[What needs to be done]
From the listing below, extract every line that contains the word "beige".

[Given records]
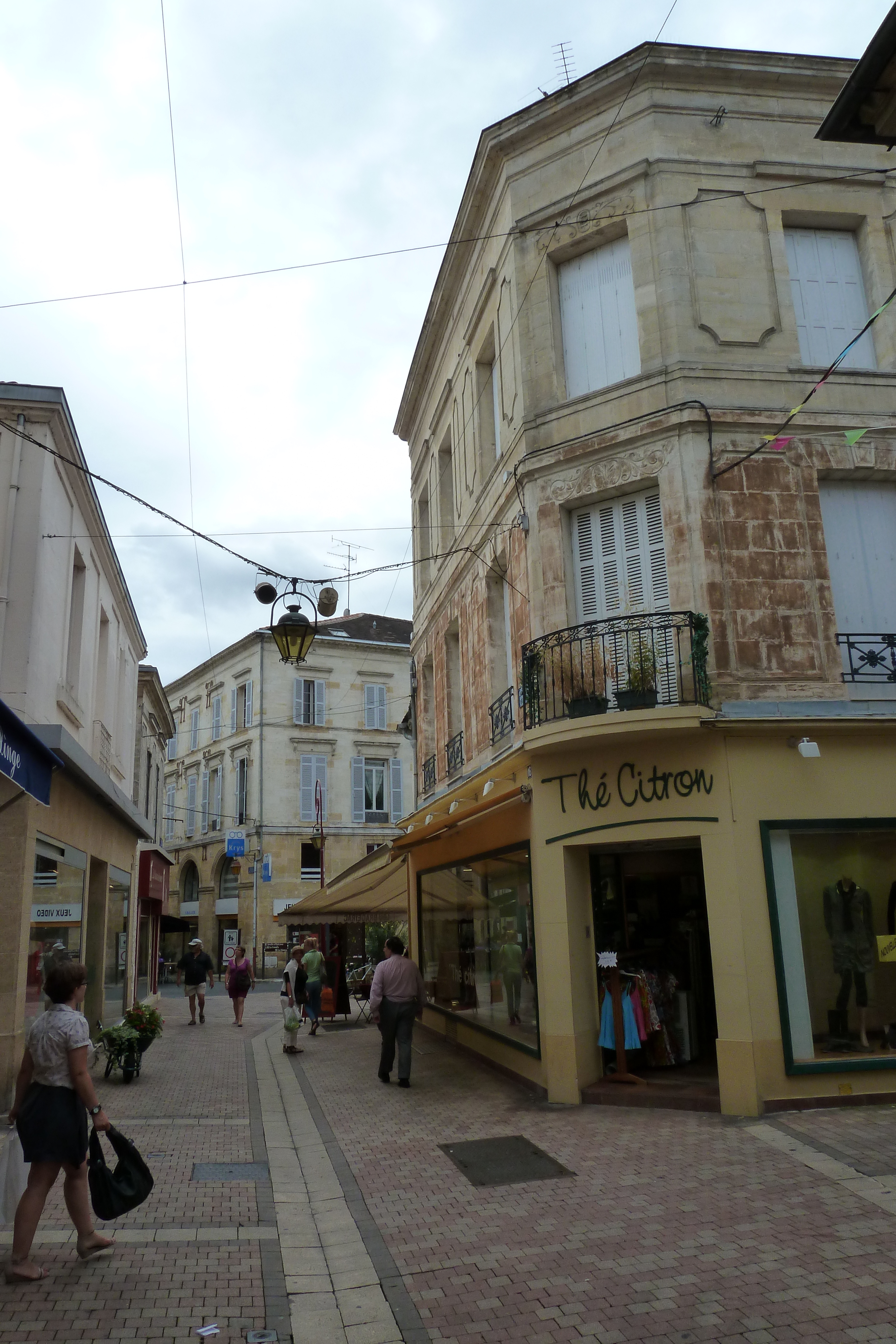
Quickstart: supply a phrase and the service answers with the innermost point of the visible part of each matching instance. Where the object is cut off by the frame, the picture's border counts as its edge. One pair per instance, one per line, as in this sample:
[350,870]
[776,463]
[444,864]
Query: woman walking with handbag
[238,980]
[54,1093]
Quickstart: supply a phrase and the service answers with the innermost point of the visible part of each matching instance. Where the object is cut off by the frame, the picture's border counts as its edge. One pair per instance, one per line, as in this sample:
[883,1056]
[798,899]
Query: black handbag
[116,1193]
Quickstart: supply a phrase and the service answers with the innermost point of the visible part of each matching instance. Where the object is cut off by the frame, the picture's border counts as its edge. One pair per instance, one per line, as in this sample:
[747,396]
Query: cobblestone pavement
[672,1228]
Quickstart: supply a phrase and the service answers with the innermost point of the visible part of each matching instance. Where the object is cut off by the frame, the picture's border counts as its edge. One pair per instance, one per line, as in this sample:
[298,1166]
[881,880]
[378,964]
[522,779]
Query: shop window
[57,904]
[477,950]
[832,897]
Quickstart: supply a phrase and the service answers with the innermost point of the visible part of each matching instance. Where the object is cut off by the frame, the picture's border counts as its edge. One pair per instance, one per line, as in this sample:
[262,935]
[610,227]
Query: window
[242,792]
[191,806]
[598,319]
[374,706]
[312,772]
[829,298]
[620,558]
[309,702]
[477,946]
[834,904]
[241,708]
[311,862]
[377,791]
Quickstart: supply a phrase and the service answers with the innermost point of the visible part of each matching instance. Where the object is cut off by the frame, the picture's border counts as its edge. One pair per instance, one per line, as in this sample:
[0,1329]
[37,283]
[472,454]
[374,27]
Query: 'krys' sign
[632,787]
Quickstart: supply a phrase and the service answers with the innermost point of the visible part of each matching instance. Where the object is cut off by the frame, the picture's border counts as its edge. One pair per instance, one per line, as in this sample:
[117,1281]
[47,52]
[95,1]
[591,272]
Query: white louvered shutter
[397,806]
[307,790]
[598,319]
[829,298]
[358,790]
[320,778]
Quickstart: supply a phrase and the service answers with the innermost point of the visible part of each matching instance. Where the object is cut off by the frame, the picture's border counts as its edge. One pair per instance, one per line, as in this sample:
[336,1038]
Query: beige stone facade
[336,721]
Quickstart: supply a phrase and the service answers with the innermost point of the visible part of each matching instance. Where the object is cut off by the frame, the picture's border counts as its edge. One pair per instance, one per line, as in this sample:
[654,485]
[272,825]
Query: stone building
[666,261]
[70,643]
[254,741]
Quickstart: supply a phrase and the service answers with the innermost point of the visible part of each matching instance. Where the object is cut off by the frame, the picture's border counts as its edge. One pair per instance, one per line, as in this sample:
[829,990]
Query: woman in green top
[313,966]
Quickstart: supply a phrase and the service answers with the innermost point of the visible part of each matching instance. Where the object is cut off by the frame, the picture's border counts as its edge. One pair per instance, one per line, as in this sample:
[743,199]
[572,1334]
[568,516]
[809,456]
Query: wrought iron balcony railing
[868,658]
[621,663]
[455,752]
[502,716]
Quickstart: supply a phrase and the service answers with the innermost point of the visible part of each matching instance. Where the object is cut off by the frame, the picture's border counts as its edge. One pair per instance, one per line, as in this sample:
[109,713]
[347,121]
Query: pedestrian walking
[313,964]
[197,967]
[240,979]
[292,995]
[54,1095]
[511,971]
[398,995]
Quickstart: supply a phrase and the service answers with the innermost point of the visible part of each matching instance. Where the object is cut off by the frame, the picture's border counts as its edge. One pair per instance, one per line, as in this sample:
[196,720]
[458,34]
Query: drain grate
[230,1171]
[503,1162]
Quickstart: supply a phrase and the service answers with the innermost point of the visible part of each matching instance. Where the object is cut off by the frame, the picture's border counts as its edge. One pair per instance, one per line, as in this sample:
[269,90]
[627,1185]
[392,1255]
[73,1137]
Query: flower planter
[637,700]
[586,705]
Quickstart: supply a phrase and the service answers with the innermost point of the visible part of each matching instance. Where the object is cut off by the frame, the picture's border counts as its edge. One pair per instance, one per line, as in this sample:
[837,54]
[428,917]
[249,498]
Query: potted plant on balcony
[640,691]
[589,685]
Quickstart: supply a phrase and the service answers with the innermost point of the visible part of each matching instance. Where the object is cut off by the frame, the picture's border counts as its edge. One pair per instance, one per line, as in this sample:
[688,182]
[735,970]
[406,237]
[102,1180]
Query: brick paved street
[674,1228]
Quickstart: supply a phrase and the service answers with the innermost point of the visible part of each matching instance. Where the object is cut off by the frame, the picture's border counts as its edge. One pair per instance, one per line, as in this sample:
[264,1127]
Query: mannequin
[852,939]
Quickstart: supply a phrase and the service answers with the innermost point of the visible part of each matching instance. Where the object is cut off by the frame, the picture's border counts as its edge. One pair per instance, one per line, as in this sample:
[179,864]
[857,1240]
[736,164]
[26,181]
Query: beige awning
[373,889]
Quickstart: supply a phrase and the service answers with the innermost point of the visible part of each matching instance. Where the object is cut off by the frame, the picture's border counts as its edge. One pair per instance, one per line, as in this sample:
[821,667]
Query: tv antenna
[347,558]
[563,62]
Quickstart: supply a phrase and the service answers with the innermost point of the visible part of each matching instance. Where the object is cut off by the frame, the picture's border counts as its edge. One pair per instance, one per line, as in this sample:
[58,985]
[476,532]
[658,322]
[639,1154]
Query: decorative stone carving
[623,468]
[733,286]
[507,362]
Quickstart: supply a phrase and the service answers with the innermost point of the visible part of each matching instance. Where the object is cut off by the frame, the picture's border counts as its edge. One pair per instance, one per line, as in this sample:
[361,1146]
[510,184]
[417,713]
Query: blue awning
[23,757]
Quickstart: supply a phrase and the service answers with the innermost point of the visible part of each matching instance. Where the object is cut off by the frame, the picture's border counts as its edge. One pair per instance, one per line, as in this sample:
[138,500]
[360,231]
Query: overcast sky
[303,134]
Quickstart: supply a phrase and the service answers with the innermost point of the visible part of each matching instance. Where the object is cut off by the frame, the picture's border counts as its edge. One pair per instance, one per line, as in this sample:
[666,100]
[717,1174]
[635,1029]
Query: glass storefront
[477,952]
[834,908]
[57,905]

[Correct result]
Query: beige stone facade
Query: beige awning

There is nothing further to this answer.